▶ ASSIGNMENT
In the records below, find the line with "like x=418 y=109.", then copy each line exactly until you have copied the line with "Target: foliage". Leave any picture out.

[Stored records]
☆ ☆ ☆ ☆

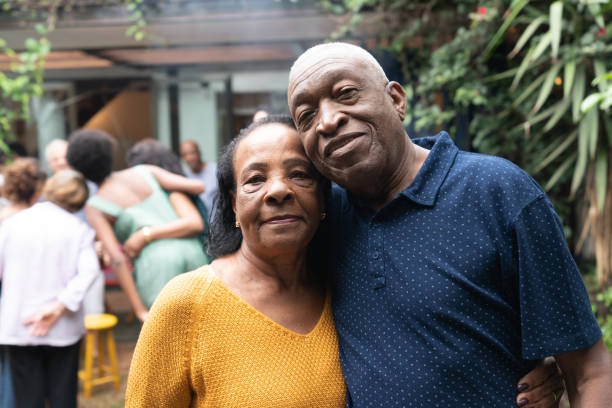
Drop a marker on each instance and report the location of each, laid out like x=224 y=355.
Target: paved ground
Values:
x=126 y=334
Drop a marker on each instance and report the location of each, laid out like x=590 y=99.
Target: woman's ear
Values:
x=233 y=197
x=398 y=98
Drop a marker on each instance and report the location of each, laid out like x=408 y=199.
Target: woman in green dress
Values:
x=134 y=204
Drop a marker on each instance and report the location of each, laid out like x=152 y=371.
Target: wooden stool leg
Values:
x=112 y=357
x=100 y=340
x=88 y=364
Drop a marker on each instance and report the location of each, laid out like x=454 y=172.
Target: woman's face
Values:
x=278 y=200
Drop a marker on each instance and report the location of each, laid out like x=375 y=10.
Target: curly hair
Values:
x=90 y=151
x=150 y=151
x=22 y=180
x=224 y=238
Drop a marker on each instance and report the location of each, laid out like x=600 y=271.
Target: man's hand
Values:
x=43 y=320
x=542 y=387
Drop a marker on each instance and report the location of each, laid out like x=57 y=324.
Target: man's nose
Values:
x=331 y=118
x=278 y=190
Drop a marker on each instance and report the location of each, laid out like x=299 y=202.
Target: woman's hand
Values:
x=43 y=320
x=135 y=243
x=542 y=387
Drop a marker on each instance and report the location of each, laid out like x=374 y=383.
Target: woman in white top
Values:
x=47 y=262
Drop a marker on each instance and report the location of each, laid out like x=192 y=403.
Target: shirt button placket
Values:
x=376 y=251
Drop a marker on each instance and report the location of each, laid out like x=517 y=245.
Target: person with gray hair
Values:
x=55 y=155
x=47 y=262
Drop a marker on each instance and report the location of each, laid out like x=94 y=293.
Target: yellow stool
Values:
x=97 y=326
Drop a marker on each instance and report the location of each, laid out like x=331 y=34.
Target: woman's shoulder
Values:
x=186 y=288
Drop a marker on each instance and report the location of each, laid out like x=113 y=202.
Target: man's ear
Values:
x=233 y=196
x=398 y=98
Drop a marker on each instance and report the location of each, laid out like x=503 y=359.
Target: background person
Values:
x=55 y=154
x=467 y=272
x=200 y=170
x=135 y=201
x=47 y=262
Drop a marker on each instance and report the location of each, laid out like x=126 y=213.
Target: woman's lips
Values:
x=285 y=219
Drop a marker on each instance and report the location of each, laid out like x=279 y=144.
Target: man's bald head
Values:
x=335 y=50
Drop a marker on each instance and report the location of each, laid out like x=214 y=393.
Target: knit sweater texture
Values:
x=203 y=346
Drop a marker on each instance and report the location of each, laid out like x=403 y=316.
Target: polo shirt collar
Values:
x=424 y=189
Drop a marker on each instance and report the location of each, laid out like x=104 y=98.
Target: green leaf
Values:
x=525 y=64
x=578 y=93
x=546 y=87
x=592 y=118
x=581 y=163
x=542 y=46
x=531 y=28
x=560 y=172
x=555 y=153
x=560 y=110
x=497 y=37
x=569 y=70
x=601 y=178
x=600 y=70
x=556 y=18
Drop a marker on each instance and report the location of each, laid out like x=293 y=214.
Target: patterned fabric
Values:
x=161 y=260
x=203 y=346
x=445 y=296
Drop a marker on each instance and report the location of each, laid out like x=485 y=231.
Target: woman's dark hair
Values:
x=150 y=151
x=90 y=151
x=224 y=237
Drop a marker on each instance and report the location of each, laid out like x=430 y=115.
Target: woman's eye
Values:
x=254 y=180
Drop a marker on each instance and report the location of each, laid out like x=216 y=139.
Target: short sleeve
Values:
x=556 y=315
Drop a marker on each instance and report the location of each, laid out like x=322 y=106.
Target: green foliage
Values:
x=20 y=83
x=604 y=314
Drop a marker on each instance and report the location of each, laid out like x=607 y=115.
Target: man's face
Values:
x=191 y=155
x=348 y=118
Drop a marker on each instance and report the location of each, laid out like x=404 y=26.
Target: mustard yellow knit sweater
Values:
x=202 y=346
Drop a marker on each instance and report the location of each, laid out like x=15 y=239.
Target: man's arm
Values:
x=588 y=376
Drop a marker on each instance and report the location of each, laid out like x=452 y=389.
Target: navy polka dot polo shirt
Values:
x=447 y=295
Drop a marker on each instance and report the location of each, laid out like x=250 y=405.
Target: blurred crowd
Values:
x=76 y=225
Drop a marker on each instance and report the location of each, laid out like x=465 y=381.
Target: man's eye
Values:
x=254 y=180
x=300 y=175
x=347 y=93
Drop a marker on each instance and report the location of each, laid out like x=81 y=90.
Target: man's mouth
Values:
x=338 y=142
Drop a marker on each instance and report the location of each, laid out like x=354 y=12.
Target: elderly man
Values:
x=55 y=154
x=198 y=169
x=452 y=275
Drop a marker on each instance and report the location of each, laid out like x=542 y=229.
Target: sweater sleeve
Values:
x=159 y=373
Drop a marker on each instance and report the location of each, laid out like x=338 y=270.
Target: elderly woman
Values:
x=47 y=262
x=254 y=328
x=135 y=201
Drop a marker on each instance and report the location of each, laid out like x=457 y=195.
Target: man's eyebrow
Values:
x=295 y=161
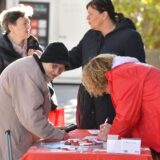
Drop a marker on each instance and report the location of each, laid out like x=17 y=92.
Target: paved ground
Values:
x=67 y=98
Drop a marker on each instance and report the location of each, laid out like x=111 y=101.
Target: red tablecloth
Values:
x=36 y=153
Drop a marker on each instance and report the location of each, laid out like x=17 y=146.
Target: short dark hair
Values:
x=103 y=5
x=11 y=18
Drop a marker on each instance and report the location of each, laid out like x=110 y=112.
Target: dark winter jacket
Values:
x=123 y=41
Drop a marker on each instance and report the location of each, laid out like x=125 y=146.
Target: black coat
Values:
x=123 y=41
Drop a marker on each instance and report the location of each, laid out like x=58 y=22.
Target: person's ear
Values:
x=10 y=28
x=105 y=15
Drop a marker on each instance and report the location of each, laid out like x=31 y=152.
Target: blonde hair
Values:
x=93 y=75
x=10 y=16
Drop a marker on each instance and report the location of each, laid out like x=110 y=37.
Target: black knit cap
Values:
x=56 y=53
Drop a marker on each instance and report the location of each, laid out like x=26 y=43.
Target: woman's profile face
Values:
x=21 y=28
x=95 y=18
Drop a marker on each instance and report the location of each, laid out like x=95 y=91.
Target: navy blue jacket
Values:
x=123 y=41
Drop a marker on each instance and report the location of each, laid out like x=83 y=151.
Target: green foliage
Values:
x=146 y=16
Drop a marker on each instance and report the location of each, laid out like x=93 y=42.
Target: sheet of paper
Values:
x=93 y=131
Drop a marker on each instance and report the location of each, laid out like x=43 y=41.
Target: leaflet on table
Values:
x=93 y=131
x=124 y=145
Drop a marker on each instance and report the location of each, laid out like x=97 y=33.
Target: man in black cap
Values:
x=27 y=118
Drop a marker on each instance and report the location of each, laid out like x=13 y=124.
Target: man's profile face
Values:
x=52 y=70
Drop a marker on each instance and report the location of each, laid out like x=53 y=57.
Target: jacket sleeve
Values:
x=134 y=46
x=127 y=99
x=75 y=56
x=28 y=100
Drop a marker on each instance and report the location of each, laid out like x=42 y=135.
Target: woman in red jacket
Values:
x=135 y=91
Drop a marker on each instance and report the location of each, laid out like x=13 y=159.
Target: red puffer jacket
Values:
x=135 y=91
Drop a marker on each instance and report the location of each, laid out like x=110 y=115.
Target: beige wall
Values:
x=153 y=57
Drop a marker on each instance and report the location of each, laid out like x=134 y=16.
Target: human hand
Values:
x=103 y=132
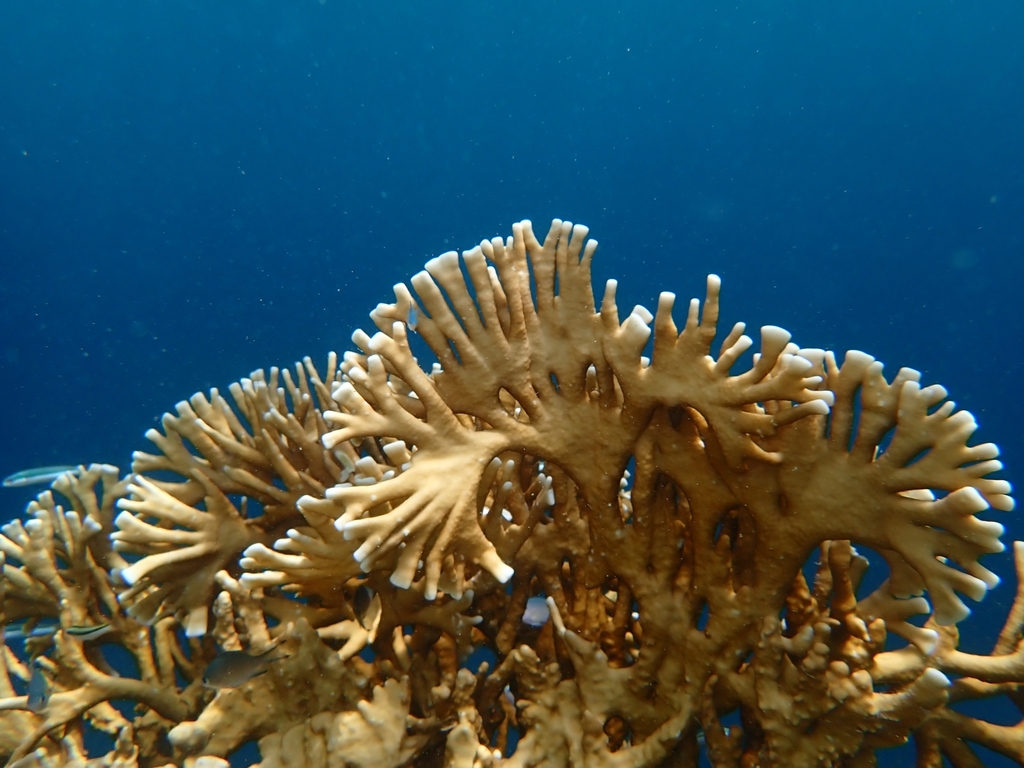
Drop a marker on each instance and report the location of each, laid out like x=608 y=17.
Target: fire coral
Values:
x=384 y=525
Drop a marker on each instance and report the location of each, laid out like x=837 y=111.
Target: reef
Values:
x=570 y=540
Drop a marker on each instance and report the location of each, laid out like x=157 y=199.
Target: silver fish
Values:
x=39 y=691
x=43 y=629
x=19 y=630
x=537 y=612
x=85 y=633
x=235 y=668
x=38 y=475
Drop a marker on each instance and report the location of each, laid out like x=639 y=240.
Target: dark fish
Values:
x=89 y=632
x=20 y=631
x=235 y=668
x=538 y=612
x=37 y=475
x=361 y=599
x=45 y=628
x=39 y=691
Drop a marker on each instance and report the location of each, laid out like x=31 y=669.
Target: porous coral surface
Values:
x=625 y=538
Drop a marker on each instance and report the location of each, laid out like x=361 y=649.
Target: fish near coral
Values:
x=665 y=505
x=235 y=668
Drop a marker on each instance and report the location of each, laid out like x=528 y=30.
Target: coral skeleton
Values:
x=566 y=539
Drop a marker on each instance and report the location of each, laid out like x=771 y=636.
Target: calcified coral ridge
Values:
x=382 y=526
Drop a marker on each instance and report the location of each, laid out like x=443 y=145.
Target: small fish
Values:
x=537 y=612
x=39 y=691
x=20 y=631
x=85 y=633
x=235 y=668
x=38 y=475
x=42 y=629
x=361 y=599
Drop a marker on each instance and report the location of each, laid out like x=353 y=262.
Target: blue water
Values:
x=192 y=190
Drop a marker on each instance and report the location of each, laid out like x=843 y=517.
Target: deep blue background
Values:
x=189 y=192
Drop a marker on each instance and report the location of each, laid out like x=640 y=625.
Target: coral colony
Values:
x=320 y=560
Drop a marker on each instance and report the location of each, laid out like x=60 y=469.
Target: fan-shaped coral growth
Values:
x=623 y=537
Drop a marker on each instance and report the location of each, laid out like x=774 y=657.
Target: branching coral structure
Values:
x=573 y=540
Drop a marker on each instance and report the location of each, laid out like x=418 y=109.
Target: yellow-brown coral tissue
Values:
x=559 y=537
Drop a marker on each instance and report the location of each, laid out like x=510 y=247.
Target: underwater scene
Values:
x=499 y=385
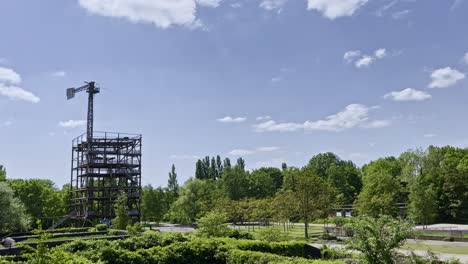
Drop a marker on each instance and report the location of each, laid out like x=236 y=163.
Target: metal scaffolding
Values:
x=104 y=165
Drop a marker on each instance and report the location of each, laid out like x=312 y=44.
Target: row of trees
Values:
x=427 y=185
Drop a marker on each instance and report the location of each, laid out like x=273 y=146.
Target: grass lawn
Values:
x=451 y=249
x=441 y=234
x=295 y=232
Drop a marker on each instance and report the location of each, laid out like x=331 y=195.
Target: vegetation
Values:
x=13 y=213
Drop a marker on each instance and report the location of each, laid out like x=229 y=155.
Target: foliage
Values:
x=134 y=229
x=2 y=173
x=13 y=214
x=101 y=227
x=271 y=235
x=122 y=219
x=213 y=224
x=41 y=199
x=377 y=238
x=154 y=204
x=343 y=175
x=381 y=188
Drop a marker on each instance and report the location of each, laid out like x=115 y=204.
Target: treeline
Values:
x=426 y=185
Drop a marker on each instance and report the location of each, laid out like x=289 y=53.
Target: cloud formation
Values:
x=445 y=77
x=408 y=94
x=9 y=76
x=333 y=9
x=8 y=81
x=246 y=152
x=362 y=60
x=72 y=123
x=272 y=4
x=353 y=115
x=161 y=13
x=229 y=119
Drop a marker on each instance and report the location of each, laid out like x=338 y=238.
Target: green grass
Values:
x=64 y=238
x=451 y=249
x=441 y=234
x=295 y=232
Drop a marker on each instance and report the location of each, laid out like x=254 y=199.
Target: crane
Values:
x=91 y=89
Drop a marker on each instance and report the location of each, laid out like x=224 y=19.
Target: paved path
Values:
x=444 y=256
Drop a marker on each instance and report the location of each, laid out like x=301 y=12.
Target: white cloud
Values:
x=161 y=13
x=351 y=55
x=365 y=61
x=408 y=94
x=241 y=152
x=380 y=53
x=208 y=3
x=377 y=124
x=272 y=4
x=401 y=14
x=260 y=118
x=9 y=76
x=229 y=119
x=189 y=157
x=6 y=123
x=336 y=8
x=17 y=93
x=276 y=79
x=267 y=149
x=445 y=77
x=59 y=74
x=352 y=116
x=72 y=123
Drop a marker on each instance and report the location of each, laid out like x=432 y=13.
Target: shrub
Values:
x=101 y=227
x=271 y=234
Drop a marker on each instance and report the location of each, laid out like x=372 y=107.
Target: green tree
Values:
x=235 y=183
x=153 y=204
x=343 y=175
x=13 y=214
x=260 y=184
x=2 y=173
x=378 y=238
x=122 y=219
x=43 y=201
x=213 y=224
x=314 y=196
x=172 y=187
x=382 y=188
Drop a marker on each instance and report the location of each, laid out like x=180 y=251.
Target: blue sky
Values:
x=271 y=80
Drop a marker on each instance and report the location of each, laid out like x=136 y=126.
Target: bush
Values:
x=240 y=235
x=101 y=227
x=271 y=234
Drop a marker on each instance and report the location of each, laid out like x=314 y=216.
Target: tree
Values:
x=122 y=219
x=314 y=196
x=172 y=186
x=378 y=238
x=260 y=184
x=213 y=224
x=2 y=173
x=235 y=184
x=241 y=163
x=13 y=214
x=343 y=175
x=43 y=201
x=153 y=204
x=422 y=207
x=382 y=189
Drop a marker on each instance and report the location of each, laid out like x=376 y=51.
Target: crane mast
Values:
x=91 y=89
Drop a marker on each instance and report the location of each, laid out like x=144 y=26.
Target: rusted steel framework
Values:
x=103 y=166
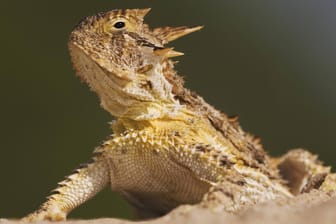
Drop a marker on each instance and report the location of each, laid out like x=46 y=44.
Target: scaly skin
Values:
x=169 y=147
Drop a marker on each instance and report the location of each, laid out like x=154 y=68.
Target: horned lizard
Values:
x=169 y=147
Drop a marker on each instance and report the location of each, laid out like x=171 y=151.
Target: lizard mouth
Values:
x=109 y=86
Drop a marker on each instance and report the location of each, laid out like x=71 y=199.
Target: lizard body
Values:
x=169 y=147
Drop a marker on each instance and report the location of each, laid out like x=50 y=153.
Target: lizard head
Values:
x=124 y=61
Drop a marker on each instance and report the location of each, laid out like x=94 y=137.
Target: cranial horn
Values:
x=167 y=34
x=140 y=13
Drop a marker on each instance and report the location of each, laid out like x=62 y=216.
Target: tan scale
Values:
x=169 y=147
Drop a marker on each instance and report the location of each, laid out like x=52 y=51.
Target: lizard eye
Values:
x=119 y=25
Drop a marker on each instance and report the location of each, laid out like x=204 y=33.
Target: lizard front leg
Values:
x=77 y=188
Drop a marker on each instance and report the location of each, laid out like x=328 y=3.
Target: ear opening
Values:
x=168 y=34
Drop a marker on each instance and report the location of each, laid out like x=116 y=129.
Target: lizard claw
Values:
x=50 y=214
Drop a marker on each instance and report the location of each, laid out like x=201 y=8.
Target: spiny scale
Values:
x=169 y=146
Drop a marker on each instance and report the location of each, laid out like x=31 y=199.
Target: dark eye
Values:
x=119 y=25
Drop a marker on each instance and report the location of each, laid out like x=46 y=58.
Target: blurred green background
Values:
x=270 y=62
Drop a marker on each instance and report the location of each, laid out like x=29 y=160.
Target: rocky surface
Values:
x=315 y=207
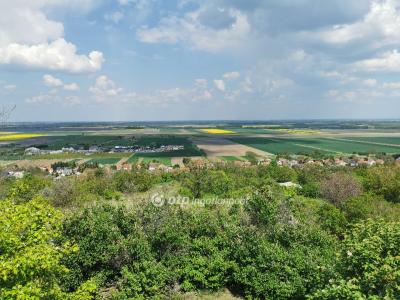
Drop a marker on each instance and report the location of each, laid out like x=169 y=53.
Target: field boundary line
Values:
x=363 y=142
x=317 y=148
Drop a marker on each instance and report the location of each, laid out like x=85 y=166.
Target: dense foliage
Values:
x=99 y=235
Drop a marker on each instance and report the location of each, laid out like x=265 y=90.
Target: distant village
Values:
x=99 y=149
x=63 y=169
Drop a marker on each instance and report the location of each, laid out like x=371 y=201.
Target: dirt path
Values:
x=363 y=142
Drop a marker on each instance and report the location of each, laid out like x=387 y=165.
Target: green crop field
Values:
x=232 y=158
x=311 y=145
x=190 y=148
x=377 y=139
x=163 y=160
x=281 y=145
x=105 y=160
x=133 y=159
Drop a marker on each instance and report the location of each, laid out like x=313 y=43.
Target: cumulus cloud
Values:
x=71 y=87
x=54 y=82
x=219 y=84
x=370 y=82
x=104 y=89
x=51 y=81
x=10 y=87
x=388 y=61
x=107 y=91
x=58 y=55
x=29 y=39
x=392 y=85
x=192 y=31
x=115 y=17
x=382 y=21
x=231 y=75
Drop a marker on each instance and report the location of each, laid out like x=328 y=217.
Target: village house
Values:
x=16 y=174
x=282 y=162
x=32 y=151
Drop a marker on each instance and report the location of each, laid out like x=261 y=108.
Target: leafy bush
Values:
x=368 y=263
x=108 y=238
x=30 y=261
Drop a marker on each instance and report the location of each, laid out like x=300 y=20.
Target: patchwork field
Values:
x=324 y=145
x=104 y=161
x=228 y=142
x=163 y=160
x=223 y=147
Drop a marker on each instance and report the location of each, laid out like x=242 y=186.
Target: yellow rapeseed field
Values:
x=19 y=136
x=217 y=131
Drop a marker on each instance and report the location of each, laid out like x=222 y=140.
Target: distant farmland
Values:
x=324 y=145
x=105 y=160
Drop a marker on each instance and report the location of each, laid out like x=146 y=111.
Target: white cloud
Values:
x=298 y=55
x=190 y=30
x=388 y=61
x=54 y=82
x=58 y=55
x=219 y=84
x=115 y=17
x=231 y=75
x=104 y=89
x=71 y=87
x=29 y=39
x=370 y=82
x=51 y=81
x=392 y=85
x=10 y=87
x=381 y=22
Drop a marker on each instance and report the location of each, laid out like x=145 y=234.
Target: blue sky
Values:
x=133 y=60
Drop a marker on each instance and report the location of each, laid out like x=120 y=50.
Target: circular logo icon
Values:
x=157 y=200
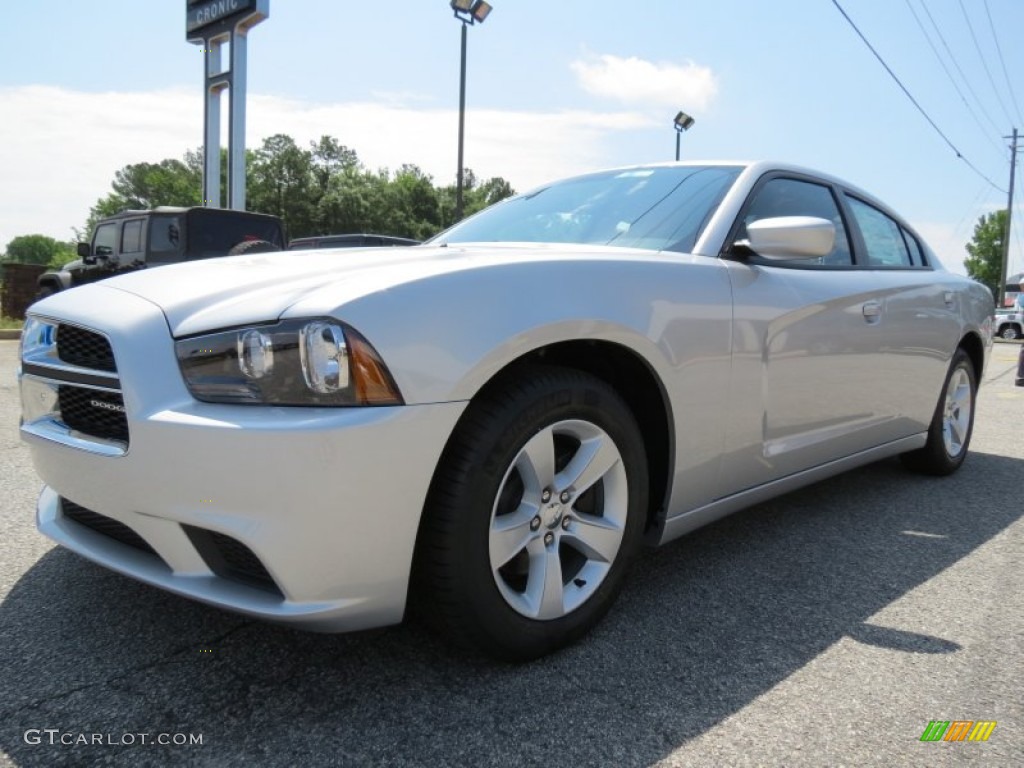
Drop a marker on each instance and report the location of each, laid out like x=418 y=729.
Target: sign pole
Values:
x=211 y=24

☆ ☆ ☆ ☆

▶ RESULT FOR THIS EXERCISE
Drop a marker on each instance and report the location of each, laid out like x=418 y=109.
Target: yellow-brown coral tissue
Values:
x=559 y=537
Drop a marker on each instance and report the location of each, laid out like x=510 y=247.
Target: underwater scene
Values:
x=499 y=385
Drop a marker on each instance and report the location of each, laid out like x=236 y=163.
Target: metal scaffolding
Values:
x=104 y=165
Drop a marker on each instance and report the location of each, laid out like x=312 y=44.
Target: row of trees
Values:
x=427 y=185
Drop a marker on each instance and report the location of each, laid out like x=273 y=146.
Target: grass lawn
Values:
x=451 y=249
x=441 y=234
x=295 y=232
Drop a marker on each instance and report the location of each, laid out like x=331 y=195.
Target: vegetation
Values:
x=13 y=213
Drop a marker on each instance and report the location of each, laid out like x=229 y=155.
Target: foliage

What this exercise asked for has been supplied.